Dataset entries:
☆ ☆ ☆ ☆ ☆ ☆ ☆

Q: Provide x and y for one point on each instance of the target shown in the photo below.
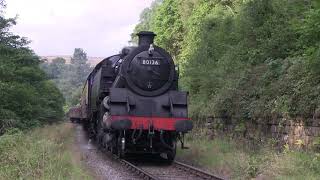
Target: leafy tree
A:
(246, 59)
(28, 99)
(69, 78)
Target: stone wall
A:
(298, 132)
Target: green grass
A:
(234, 160)
(44, 153)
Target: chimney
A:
(146, 38)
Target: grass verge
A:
(234, 160)
(44, 153)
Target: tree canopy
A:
(28, 98)
(248, 59)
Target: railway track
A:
(175, 171)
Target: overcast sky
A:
(56, 27)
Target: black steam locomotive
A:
(131, 102)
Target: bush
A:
(42, 154)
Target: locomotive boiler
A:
(131, 103)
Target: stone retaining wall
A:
(296, 132)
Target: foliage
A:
(69, 78)
(42, 154)
(232, 159)
(28, 99)
(243, 58)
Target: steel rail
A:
(196, 171)
(140, 172)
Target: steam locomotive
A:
(131, 103)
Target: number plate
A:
(151, 62)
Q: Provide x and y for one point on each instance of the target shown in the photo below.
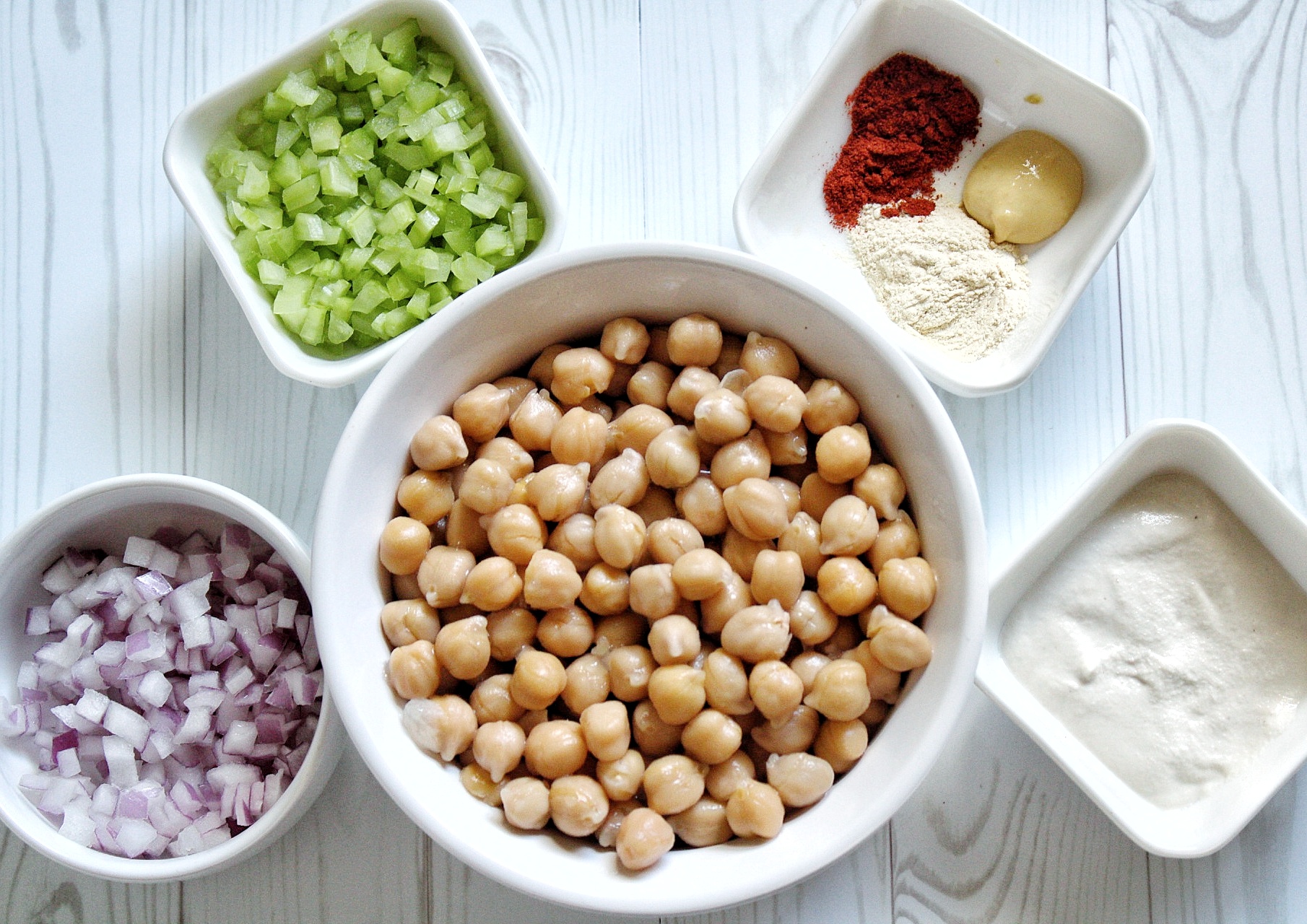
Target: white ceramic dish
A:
(781, 214)
(482, 338)
(1162, 446)
(200, 123)
(103, 515)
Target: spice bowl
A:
(198, 127)
(781, 214)
(1192, 827)
(103, 515)
(573, 296)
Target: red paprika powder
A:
(908, 121)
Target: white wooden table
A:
(123, 351)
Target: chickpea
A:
(846, 585)
(481, 412)
(726, 777)
(722, 416)
(490, 701)
(841, 744)
(621, 778)
(726, 603)
(498, 748)
(791, 736)
(829, 406)
(438, 445)
(463, 530)
(526, 803)
(650, 385)
(776, 403)
(587, 684)
(535, 421)
(493, 583)
(629, 669)
(537, 679)
(407, 621)
(695, 340)
(702, 825)
(756, 509)
(787, 448)
(624, 340)
(672, 785)
(620, 536)
(566, 632)
(757, 633)
(677, 693)
(621, 481)
(443, 572)
(426, 496)
(908, 585)
(802, 779)
(550, 580)
(643, 838)
(442, 725)
(776, 689)
(702, 506)
(653, 736)
(414, 671)
(756, 811)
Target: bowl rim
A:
(1031, 356)
(282, 349)
(1187, 832)
(323, 753)
(971, 528)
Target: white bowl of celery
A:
(358, 183)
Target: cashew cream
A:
(1168, 640)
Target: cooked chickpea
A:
(498, 748)
(481, 412)
(407, 621)
(629, 669)
(526, 803)
(438, 445)
(701, 505)
(550, 580)
(426, 496)
(756, 509)
(695, 340)
(414, 671)
(566, 632)
(653, 736)
(443, 572)
(537, 679)
(490, 701)
(643, 838)
(755, 811)
(587, 684)
(841, 744)
(442, 725)
(908, 585)
(621, 778)
(846, 585)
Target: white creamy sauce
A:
(1168, 640)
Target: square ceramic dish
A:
(200, 123)
(1194, 448)
(781, 214)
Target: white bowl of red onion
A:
(162, 714)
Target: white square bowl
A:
(1194, 448)
(200, 123)
(781, 214)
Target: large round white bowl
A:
(103, 517)
(492, 331)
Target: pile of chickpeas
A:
(656, 588)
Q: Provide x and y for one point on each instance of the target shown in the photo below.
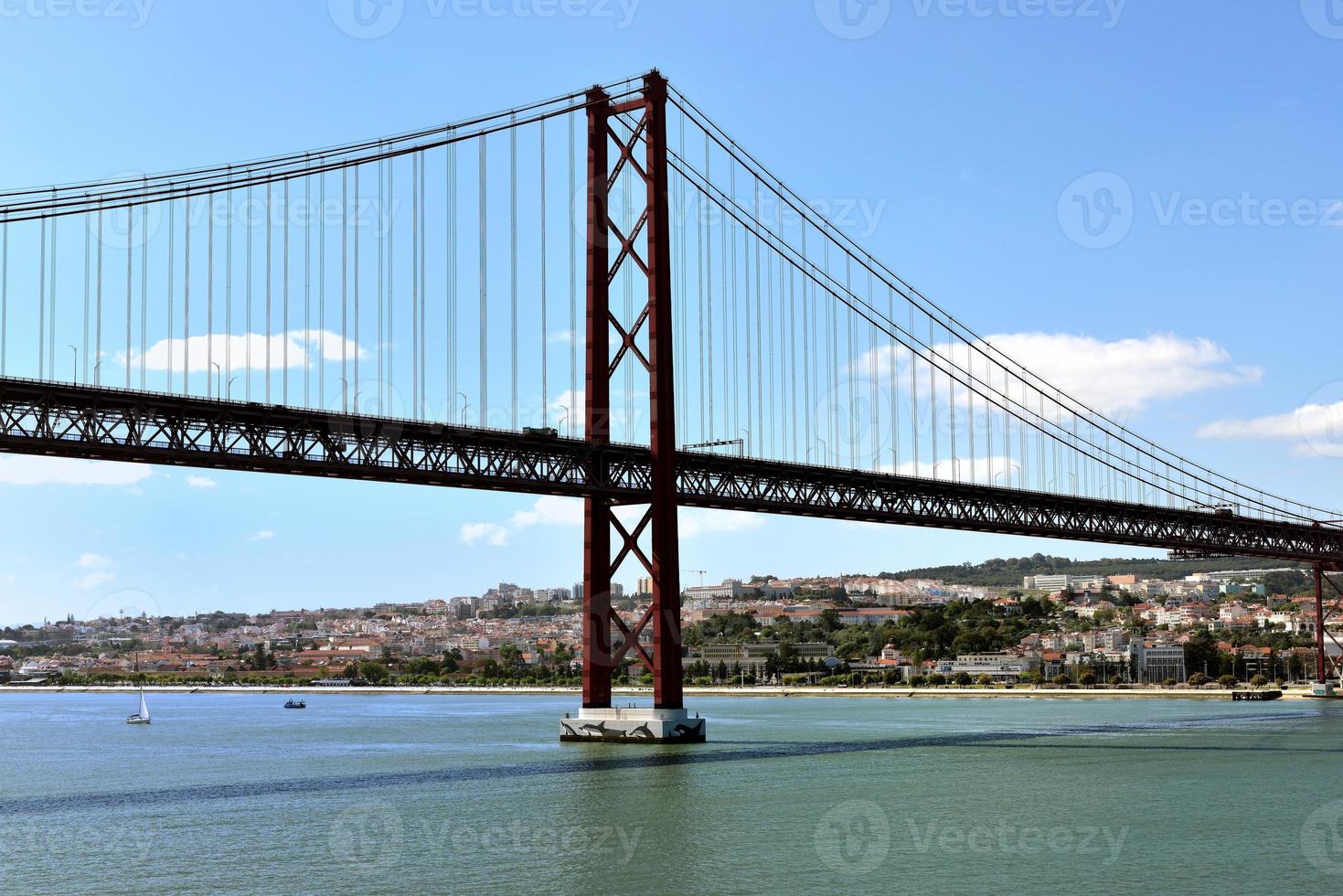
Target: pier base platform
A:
(634, 726)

☆ ☆ ☆ ☆ ☆ ☆ ☆

Work required:
Please return every line in the data that includes the string "ceramic".

Written solution:
Target: white ceramic dish
Target: square ceramic dish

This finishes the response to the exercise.